SET OF TASKS:
• A. Can you reproduce verbatim the portion of the passage on quasiconvex hulls that begins at the words "If K is compact, then" and stops after "comes into play."?
• B. Can you resume the passage on quasiconvex hulls, picking up right after its final line?

The $\displaystyle \mathcal {A}$-p-quasiconvex hull for $\displaystyle 1 \le p <\infty $ can be alternatively defined via

$$\begin{aligned} K^{\mathcal {A}qc*}_p:=&\left\{ x \in \mathbb {R}^d :( \mathcal {Q}_{\mathcal {A}}{{\,\mathrm{dist}\,}}^p(\cdot ,K)) (x)=0 \right\} . \end{aligned}$$

If K is compact, then $\displaystyle K^{\mathcal {A}qc}_p=K^{\mathcal {A}qc*}_p$. Moreover, the spaces $\displaystyle K^{\mathcal {A}qc}_{p}$ are nested, i.e. $\displaystyle K^{\mathcal {A}qc}_{q} \subset K^{\mathcal {A}qc}_{q'}$ if $\displaystyle q \le q'$. In [8] it is shown that equality holds for $\displaystyle \mathcal {A}$ being the symmetric divergence of a matrix, K compact and $\displaystyle 1< q,q'< \infty $. The proof can be adapted for different $\displaystyle \mathcal {A}$, but uses the Fourier transform and is not suitable for the cases $\displaystyle p=1$ and $\displaystyle p=\infty $. Here, the property (ZL) comes into play.

For a compact set K we define the set $\displaystyle K^{\mathcal {A}app}$ (cf. [26]) as the set of all $\displaystyle x \in \mathbb {R}^d$ such that there exists a bounded sequence $\displaystyle u_n \in L^\infty (T_N,\mathbb {R}^d) \cap \ker \mathcal {A}$ with

$$\begin{aligned} {{\,\mathrm{dist}\,}}(x + u_n, K) \longrightarrow 0 \quad \text {in measure, as } n \rightarrow \infty . \end{aligned}$$

Theorem 6.3

Suppose that K is compact and $\displaystyle \mathcal {A}$ is an operator satisfying (ZL). Then

$$\begin{aligned} K^{\mathcal {A}app} = K^{\mathcal {A}qc}_{\infty } = \left\{ x \in \mathbb {R}^d :\mathcal {Q}_{\mathcal {A}}({{\,\mathrm{dist}\,}}(\cdot ,K)) (x) = 0\right\} . \end{aligned}$$

(6.3)

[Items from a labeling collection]
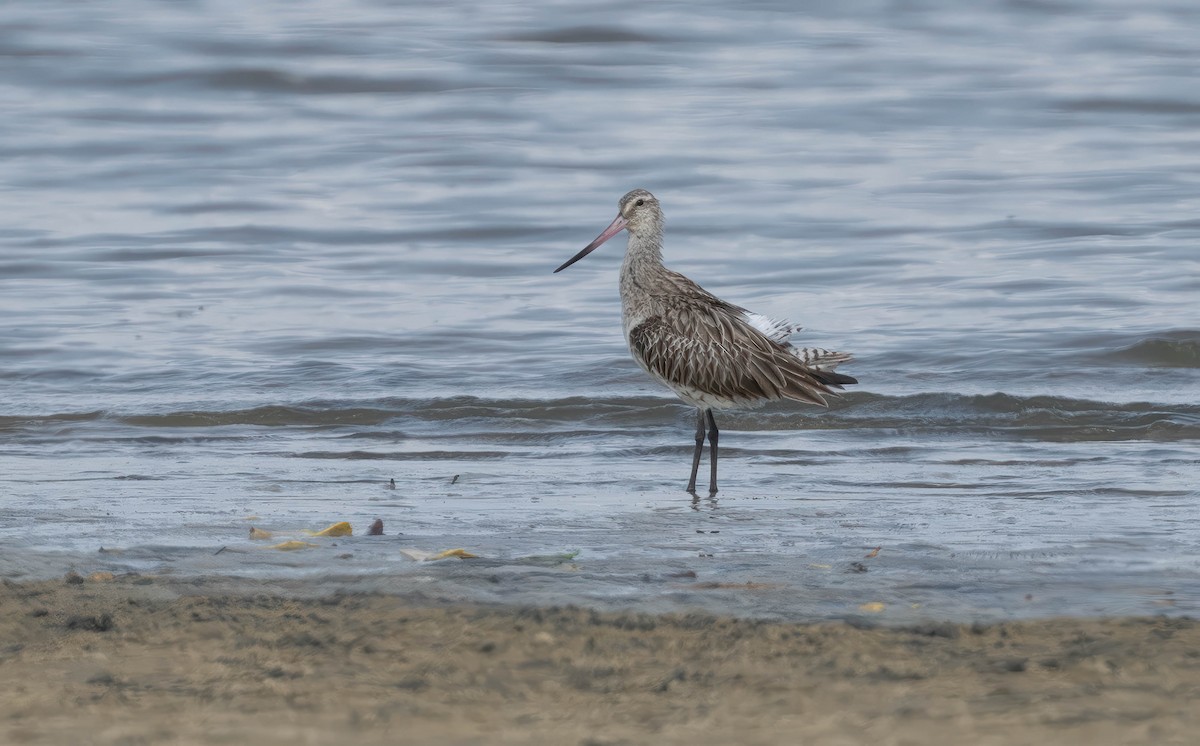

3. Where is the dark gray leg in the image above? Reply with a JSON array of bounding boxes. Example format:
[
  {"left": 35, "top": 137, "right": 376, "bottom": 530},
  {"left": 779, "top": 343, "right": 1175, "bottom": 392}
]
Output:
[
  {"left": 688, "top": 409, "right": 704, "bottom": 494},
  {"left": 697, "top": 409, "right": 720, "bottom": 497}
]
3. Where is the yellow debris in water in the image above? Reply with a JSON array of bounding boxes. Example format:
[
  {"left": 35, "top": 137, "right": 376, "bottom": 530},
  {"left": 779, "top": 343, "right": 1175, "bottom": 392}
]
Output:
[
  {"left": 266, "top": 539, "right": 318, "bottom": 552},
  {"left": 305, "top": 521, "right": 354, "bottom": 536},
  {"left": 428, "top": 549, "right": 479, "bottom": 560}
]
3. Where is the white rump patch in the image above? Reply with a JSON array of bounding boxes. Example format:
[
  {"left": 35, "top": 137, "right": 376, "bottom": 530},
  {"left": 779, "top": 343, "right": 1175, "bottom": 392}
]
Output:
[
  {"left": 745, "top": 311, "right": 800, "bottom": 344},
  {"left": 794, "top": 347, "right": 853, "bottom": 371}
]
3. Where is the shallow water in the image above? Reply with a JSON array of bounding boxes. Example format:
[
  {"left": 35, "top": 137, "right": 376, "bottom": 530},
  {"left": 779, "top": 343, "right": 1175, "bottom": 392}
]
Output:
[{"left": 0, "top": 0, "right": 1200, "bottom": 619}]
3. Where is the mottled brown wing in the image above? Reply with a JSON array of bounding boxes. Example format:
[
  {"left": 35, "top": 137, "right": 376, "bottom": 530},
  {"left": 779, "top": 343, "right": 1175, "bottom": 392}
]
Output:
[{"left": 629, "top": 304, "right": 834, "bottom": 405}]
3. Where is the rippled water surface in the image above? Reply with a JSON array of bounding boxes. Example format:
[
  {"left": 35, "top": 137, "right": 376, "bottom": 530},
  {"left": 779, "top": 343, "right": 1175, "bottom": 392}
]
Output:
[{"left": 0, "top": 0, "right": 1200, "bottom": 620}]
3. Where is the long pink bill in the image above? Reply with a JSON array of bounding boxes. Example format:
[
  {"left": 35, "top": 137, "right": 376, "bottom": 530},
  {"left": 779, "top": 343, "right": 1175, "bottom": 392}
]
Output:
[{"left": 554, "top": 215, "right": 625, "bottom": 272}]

OUTPUTS FOR THE TASKS:
• A.
If K is compact, then $\displaystyle K^{\mathcal {A}qc}_p=K^{\mathcal {A}qc*}_p$. Moreover, the spaces $\displaystyle K^{\mathcal {A}qc}_{p}$ are nested, i.e. $\displaystyle K^{\mathcal {A}qc}_{q} \subset K^{\mathcal {A}qc}_{q'}$ if $\displaystyle q \le q'$. In [8] it is shown that equality holds for $\displaystyle \mathcal {A}$ being the symmetric divergence of a matrix, K compact and $\displaystyle 1< q,q'< \infty $. The proof can be adapted for different $\displaystyle \mathcal {A}$, but uses the Fourier transform and is not suitable for the cases $\displaystyle p=1$ and $\displaystyle p=\infty $. Here, the property (ZL) comes into play.

• B.
Proof

We first prove $\displaystyle K^{\mathcal {A}app} \subset K^{\mathcal {A}qc}_{\infty }$. Let $\displaystyle x \in K^{\mathcal {A}app}$ and take an arbitrary $\displaystyle \mathcal {A}$-quasiconvex function $\displaystyle f: \mathbb {R}^d \rightarrow [0,\infty )$ with $\displaystyle f_{\vert K} =0$. We claim that then $\displaystyle f(x)=0$.

Take a sequence $\displaystyle u_n$ from the definition of $\displaystyle K^{\mathcal {A}app}$. As f is continuous and hence locally bounded, $\displaystyle f(x+u_n) \rightarrow 0$ in measure and $\displaystyle 0 \le f(x+ u_n) \le C$. Quasiconvexity and dominated convergence yield

$$\begin{aligned} f(x) \le \liminf _{n \rightarrow \infty } \int _{T_N} f(x + u_n(y)) \,d y= 0. \end{aligned}$$

$\displaystyle K^{\mathcal {A}qc}_{\infty } \subset \left\{ x \in \mathbb {R}^d :\mathcal {Q}_{\mathcal {A}}({{\,\mathrm{dist}\,}}(\cdot ,K)) (x) = 0\right\} $ is clear by definition, as $\displaystyle \mathcal {Q}_{\mathcal {A}}({{\,\mathrm{dist}\,}}(\cdot ,K))$ is an admissible separating function.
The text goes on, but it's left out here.